* **What needs to be done**:
Reproduce the stretch of lines that follows, from the first line through the line containing "x=281 y=241", with both ends included.

**** Data provided ****

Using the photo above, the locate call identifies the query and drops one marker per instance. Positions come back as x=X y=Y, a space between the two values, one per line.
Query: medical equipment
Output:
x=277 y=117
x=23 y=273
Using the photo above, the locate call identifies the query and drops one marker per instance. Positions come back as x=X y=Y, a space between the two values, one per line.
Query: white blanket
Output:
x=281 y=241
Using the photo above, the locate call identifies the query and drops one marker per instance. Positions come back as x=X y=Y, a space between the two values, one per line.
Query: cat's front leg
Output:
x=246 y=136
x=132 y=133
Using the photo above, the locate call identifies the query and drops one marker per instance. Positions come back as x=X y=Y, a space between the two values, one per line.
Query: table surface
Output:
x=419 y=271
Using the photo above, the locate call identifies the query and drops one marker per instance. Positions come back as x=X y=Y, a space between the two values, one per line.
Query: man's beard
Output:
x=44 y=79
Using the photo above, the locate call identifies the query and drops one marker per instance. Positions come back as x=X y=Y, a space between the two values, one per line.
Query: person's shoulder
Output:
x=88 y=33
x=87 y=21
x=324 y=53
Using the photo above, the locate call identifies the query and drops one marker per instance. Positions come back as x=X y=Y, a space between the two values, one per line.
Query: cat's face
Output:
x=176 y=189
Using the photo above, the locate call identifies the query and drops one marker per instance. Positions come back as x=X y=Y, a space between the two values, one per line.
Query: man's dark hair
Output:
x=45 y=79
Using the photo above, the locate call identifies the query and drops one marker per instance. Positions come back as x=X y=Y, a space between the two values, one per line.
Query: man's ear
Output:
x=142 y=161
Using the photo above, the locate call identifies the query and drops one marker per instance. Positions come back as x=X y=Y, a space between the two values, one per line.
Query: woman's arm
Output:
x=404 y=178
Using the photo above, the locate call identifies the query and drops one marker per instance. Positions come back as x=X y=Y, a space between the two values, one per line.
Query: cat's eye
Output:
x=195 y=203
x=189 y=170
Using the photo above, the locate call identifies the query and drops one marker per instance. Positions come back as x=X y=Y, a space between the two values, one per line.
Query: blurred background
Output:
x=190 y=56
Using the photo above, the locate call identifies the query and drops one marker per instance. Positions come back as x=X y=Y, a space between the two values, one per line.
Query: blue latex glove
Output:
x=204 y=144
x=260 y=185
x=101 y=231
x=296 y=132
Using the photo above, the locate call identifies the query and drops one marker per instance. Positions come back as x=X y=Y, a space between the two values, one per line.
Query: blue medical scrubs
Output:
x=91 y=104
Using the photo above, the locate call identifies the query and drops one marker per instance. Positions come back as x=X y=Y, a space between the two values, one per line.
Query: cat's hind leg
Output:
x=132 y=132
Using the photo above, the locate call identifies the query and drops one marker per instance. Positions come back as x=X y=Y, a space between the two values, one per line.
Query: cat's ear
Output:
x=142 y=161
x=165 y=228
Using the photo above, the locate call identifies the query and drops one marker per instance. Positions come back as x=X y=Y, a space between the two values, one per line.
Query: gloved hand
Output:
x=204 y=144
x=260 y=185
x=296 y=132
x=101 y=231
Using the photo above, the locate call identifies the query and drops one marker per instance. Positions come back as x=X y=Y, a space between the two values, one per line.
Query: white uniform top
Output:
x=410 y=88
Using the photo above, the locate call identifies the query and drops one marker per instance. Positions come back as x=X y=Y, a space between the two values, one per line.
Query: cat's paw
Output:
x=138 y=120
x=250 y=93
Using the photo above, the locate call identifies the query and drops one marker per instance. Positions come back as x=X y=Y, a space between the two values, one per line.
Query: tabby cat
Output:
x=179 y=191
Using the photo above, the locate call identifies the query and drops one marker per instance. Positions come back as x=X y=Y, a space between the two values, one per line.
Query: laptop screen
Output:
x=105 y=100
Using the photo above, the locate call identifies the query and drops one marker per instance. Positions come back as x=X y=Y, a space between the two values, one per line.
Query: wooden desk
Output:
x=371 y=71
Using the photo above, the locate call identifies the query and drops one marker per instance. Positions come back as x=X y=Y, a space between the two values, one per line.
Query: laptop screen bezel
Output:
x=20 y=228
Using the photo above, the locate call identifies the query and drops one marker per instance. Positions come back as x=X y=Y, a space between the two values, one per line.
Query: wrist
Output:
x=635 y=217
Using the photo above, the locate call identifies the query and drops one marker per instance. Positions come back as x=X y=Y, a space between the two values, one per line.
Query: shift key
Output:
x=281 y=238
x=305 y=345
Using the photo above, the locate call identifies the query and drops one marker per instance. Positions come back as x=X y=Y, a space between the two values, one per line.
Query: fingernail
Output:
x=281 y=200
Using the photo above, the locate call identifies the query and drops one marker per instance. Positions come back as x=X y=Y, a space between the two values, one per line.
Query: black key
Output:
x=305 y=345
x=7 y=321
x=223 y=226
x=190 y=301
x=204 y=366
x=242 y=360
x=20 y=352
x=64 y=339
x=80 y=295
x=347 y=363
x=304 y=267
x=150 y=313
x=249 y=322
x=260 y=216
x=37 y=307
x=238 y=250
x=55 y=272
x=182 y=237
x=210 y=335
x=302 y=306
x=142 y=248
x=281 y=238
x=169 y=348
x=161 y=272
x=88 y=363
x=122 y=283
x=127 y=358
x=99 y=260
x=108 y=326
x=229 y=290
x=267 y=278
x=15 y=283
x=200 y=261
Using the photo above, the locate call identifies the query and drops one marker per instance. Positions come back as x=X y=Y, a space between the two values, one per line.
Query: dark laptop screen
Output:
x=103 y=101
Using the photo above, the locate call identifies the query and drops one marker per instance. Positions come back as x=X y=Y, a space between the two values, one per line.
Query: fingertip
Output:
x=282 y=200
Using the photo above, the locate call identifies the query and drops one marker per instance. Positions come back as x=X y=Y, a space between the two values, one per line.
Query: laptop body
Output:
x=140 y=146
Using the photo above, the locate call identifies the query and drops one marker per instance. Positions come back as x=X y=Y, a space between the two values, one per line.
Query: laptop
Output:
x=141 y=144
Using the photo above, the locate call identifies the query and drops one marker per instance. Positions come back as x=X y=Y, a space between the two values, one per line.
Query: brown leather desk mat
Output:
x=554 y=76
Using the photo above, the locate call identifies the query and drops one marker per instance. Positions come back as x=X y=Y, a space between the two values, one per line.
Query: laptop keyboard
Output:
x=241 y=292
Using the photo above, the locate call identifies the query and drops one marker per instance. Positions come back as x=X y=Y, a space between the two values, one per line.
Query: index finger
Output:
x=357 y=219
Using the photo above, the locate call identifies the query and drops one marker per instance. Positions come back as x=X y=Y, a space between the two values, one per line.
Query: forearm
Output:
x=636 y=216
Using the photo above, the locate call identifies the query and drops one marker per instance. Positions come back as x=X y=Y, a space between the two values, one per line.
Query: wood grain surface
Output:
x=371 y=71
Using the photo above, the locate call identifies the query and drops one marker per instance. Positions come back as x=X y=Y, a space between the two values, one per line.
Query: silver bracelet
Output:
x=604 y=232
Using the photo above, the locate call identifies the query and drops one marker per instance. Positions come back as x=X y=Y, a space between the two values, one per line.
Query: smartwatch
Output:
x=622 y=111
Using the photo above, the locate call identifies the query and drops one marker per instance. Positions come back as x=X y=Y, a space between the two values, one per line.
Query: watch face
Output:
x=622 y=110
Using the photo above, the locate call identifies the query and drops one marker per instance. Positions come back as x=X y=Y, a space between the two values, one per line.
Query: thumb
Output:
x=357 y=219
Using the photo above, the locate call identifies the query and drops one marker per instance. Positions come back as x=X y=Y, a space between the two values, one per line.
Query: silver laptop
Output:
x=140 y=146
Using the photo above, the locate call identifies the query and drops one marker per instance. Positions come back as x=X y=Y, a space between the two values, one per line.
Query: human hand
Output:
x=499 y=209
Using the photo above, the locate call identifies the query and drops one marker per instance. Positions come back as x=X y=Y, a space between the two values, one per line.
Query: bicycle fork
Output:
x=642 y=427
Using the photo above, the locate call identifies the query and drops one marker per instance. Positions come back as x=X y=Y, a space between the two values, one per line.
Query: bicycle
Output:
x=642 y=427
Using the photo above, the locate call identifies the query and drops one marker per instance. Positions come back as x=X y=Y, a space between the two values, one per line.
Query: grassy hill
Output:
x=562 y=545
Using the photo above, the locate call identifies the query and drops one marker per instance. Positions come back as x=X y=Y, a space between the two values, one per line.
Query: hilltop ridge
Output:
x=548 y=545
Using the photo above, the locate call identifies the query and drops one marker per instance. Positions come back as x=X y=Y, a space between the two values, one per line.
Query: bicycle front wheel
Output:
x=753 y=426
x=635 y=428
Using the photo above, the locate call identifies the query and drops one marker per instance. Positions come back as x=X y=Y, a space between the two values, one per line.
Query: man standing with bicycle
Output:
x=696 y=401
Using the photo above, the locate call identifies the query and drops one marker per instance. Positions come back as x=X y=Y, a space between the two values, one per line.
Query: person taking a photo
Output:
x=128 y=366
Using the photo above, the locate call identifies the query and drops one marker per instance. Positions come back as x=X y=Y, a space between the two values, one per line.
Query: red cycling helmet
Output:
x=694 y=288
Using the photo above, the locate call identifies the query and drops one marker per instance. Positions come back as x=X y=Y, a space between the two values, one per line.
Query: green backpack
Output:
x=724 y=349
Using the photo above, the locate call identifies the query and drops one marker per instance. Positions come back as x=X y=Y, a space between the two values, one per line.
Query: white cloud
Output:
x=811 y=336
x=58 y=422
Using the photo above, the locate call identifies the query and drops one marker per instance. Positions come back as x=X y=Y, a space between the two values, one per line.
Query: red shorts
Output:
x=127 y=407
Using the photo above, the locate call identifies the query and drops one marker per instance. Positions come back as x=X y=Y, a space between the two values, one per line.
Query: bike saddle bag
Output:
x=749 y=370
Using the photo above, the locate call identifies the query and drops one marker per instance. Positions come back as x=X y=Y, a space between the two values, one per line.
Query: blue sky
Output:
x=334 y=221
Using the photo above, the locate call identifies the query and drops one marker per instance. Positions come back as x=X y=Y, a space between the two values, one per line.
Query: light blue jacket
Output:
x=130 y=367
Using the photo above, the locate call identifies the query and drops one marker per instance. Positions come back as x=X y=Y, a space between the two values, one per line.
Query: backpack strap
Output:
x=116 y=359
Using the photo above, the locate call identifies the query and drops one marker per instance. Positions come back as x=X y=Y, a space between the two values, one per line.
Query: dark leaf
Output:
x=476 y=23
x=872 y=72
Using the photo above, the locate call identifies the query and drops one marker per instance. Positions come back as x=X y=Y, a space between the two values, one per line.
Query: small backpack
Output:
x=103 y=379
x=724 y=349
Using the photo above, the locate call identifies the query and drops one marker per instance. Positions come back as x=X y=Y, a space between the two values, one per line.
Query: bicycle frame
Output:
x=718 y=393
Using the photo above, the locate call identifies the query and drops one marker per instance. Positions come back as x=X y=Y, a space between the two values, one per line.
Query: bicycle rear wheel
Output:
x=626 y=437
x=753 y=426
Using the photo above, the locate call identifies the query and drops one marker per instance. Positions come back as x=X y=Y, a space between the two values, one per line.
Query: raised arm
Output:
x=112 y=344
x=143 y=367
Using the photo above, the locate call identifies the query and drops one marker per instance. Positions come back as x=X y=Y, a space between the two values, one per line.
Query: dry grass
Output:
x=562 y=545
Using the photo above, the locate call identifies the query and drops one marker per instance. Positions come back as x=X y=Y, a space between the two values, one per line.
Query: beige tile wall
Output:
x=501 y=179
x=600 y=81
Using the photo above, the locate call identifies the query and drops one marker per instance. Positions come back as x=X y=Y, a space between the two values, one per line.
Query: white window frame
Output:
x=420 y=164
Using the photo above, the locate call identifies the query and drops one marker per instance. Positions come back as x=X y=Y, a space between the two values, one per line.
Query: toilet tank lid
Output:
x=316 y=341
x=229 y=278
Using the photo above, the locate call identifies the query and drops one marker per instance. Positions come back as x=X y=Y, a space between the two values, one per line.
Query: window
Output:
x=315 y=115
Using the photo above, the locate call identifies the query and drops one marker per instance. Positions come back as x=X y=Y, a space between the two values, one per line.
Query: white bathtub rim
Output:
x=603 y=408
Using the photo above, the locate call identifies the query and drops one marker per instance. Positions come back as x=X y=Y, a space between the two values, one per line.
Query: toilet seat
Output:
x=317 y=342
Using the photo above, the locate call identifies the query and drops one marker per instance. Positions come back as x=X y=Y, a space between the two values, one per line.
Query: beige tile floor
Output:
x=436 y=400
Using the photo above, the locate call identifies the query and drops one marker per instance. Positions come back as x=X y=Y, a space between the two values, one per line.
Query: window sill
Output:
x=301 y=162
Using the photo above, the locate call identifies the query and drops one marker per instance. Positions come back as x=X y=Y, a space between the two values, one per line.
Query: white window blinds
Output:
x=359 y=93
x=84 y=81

****

* **Reply to the exercise**:
Using the photo above, the locate call identifies the query and drops one marker per instance. Positions come back as x=X y=Y, a space between the two values, one per line.
Query: medical equipment
Output:
x=277 y=117
x=23 y=273
Using the photo above, the locate call identifies the query and drops one marker per instance. Positions come back as x=X y=Y, a space between the two values, one per line.
Query: white blanket
Output:
x=281 y=241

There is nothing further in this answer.